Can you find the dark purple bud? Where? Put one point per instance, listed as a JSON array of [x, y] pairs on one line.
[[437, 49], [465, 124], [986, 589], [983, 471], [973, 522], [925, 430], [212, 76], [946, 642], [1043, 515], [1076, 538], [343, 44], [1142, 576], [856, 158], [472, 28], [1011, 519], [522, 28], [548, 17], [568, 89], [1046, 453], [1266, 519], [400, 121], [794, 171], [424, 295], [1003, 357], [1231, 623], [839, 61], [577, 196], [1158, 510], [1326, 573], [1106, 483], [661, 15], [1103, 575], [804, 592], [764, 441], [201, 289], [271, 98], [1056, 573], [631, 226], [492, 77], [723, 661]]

- - - - - - -

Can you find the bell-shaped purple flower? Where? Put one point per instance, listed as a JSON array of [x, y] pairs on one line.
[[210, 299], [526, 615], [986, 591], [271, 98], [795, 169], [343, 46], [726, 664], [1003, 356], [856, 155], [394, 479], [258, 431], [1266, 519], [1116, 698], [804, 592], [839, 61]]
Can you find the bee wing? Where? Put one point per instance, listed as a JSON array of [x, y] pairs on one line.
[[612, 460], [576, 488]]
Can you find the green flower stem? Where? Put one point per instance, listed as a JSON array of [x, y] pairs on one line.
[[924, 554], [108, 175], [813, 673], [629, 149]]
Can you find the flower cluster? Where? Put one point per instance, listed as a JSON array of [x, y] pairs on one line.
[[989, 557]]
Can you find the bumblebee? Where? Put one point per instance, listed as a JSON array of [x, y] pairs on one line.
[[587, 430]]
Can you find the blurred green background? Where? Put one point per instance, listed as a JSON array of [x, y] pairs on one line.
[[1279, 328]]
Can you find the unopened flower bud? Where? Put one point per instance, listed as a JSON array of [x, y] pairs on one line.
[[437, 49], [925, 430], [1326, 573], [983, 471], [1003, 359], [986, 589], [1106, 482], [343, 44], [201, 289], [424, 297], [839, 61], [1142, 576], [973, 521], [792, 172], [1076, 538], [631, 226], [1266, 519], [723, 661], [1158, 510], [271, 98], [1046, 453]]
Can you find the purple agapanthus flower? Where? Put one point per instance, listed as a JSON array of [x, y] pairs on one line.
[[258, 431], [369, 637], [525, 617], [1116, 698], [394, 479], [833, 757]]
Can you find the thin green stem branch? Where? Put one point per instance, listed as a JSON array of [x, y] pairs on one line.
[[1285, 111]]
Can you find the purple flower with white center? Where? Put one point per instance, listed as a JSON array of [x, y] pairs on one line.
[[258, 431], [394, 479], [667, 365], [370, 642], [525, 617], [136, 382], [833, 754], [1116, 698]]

- - - - - - -

_Given problem_. Format the records in the stretch from the line containing "Can you find the dark" through the line containing "77], [723, 661]]" as a two-column CSV with the headers request and answer. Each record gets one row, and each field is quoted with its line breaks replaced by spaces.

_In response_.
request,answer
"Can you find the dark purple bud? Where? Put one point per instance, listed as a JSON array of [x, y] pairs on one line.","[[437, 49], [465, 124], [986, 589], [983, 471], [973, 522], [925, 430], [212, 76], [946, 642], [1043, 515], [1076, 538], [343, 44], [1142, 576], [856, 158], [472, 28], [1011, 519], [522, 28], [548, 17], [568, 89], [1046, 453], [1266, 519], [400, 121], [794, 171], [424, 295], [1003, 357], [1231, 623], [839, 61], [577, 196], [1158, 510], [1326, 573], [1106, 483], [661, 15], [1103, 575], [804, 592], [764, 441], [201, 289], [271, 98], [1056, 573], [631, 226], [492, 77], [723, 661]]"